-------- Input for this task --------

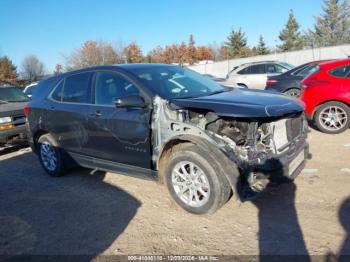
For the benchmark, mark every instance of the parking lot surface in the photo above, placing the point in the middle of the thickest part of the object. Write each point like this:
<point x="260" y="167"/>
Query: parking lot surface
<point x="94" y="213"/>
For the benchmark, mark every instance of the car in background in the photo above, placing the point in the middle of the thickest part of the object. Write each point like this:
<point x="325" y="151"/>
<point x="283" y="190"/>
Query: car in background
<point x="29" y="89"/>
<point x="289" y="82"/>
<point x="159" y="122"/>
<point x="326" y="96"/>
<point x="254" y="75"/>
<point x="12" y="120"/>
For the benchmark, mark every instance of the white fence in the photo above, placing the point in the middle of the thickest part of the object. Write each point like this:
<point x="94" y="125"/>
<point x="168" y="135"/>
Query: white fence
<point x="220" y="69"/>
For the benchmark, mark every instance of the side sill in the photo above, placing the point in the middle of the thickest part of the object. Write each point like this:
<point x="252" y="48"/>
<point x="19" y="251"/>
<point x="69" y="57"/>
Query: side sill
<point x="114" y="167"/>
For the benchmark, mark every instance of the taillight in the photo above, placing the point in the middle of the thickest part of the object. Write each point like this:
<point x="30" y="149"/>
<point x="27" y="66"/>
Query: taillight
<point x="271" y="82"/>
<point x="26" y="110"/>
<point x="304" y="86"/>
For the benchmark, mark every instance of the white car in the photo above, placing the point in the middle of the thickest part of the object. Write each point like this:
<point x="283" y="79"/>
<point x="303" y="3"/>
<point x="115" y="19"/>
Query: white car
<point x="28" y="90"/>
<point x="254" y="75"/>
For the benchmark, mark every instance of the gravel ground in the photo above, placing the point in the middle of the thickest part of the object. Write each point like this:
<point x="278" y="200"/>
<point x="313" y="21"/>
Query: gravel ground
<point x="104" y="213"/>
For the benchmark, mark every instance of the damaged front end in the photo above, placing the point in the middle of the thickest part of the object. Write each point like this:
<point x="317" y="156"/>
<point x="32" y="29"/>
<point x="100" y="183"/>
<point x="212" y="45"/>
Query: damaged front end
<point x="264" y="149"/>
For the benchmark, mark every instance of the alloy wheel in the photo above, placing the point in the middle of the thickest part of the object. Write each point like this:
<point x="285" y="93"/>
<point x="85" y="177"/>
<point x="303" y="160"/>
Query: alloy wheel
<point x="48" y="156"/>
<point x="333" y="118"/>
<point x="190" y="184"/>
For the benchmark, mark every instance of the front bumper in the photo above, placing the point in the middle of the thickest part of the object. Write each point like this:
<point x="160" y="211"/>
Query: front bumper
<point x="279" y="166"/>
<point x="15" y="135"/>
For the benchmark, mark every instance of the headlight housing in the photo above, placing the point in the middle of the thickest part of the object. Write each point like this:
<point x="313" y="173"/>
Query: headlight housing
<point x="5" y="123"/>
<point x="5" y="120"/>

--------

▶ [Task directions]: Rewrite all of the records above with "For the benchmark" changed to "For the evaluation" everywhere and nothing else altered. Omit the pictures.

▶ [The answer]:
For the evaluation, mark every instance of the parking lot surface in the photo above, placing the point in the middle of the thickest part of the object. Write each point like this:
<point x="260" y="167"/>
Query: parking lot surface
<point x="94" y="213"/>
For the evaluation, mark every instance of the car in background in the photo above, placing the point in the middle of the thickest part of the object. Write each point like this:
<point x="325" y="151"/>
<point x="283" y="190"/>
Query: car in background
<point x="29" y="89"/>
<point x="289" y="82"/>
<point x="159" y="122"/>
<point x="326" y="96"/>
<point x="254" y="75"/>
<point x="12" y="120"/>
For the evaluation, mark every instance of the white fence in the photo above, placing the point in the middle of the thickest part of the object. Write each point like this:
<point x="94" y="125"/>
<point x="168" y="135"/>
Query: white fence
<point x="220" y="69"/>
For the evaluation, mark every instance of the side sill in the photo above, placing the point in the middle of the thickest part of the object. Write each point like this:
<point x="252" y="48"/>
<point x="19" y="251"/>
<point x="69" y="57"/>
Query: side sill
<point x="114" y="167"/>
For the evaluation, mark every instance of the taillight in the photo above, placing the point in the middle of the thickest part of the object. Write each point like this:
<point x="30" y="149"/>
<point x="27" y="66"/>
Query: taillight
<point x="271" y="82"/>
<point x="26" y="110"/>
<point x="304" y="86"/>
For the evaluation, mark every instance of the white car in the photo above, placing the point in the middle of the thickest part of the object. Write each point like this:
<point x="283" y="79"/>
<point x="303" y="3"/>
<point x="115" y="19"/>
Query: white car
<point x="28" y="90"/>
<point x="254" y="75"/>
For the evaluation, mark every instance of the gravel ground in the photo above, placing the point in the middle of the thickest part of the object. Write each point like this:
<point x="278" y="200"/>
<point x="313" y="21"/>
Query: gravel ground
<point x="104" y="213"/>
For the evaluation, mark every instance of the damaged front end in the photo above, placing the point in the middle of the thickest part of the object. Write each point like this:
<point x="317" y="156"/>
<point x="32" y="29"/>
<point x="100" y="183"/>
<point x="212" y="45"/>
Query: damaged front end
<point x="264" y="149"/>
For the evaluation, mark every instance of the alloy wheel in the photo above, placing the point in the middle of the thickest part of the object. Write each point like this:
<point x="285" y="93"/>
<point x="85" y="177"/>
<point x="303" y="160"/>
Query: alloy wheel
<point x="48" y="156"/>
<point x="333" y="118"/>
<point x="190" y="184"/>
For the evaluation, mark every instance of the front bumper in the photo above, placing the point in the middle of the thickest part of the object. Write each point like this:
<point x="160" y="211"/>
Query: front bumper
<point x="279" y="166"/>
<point x="15" y="135"/>
For the evaluation, mark every instance of the headlight housing in the photo above, placing the point in the middle of the thickest part of the object. Write each point like this:
<point x="313" y="173"/>
Query: headlight housing
<point x="5" y="123"/>
<point x="5" y="120"/>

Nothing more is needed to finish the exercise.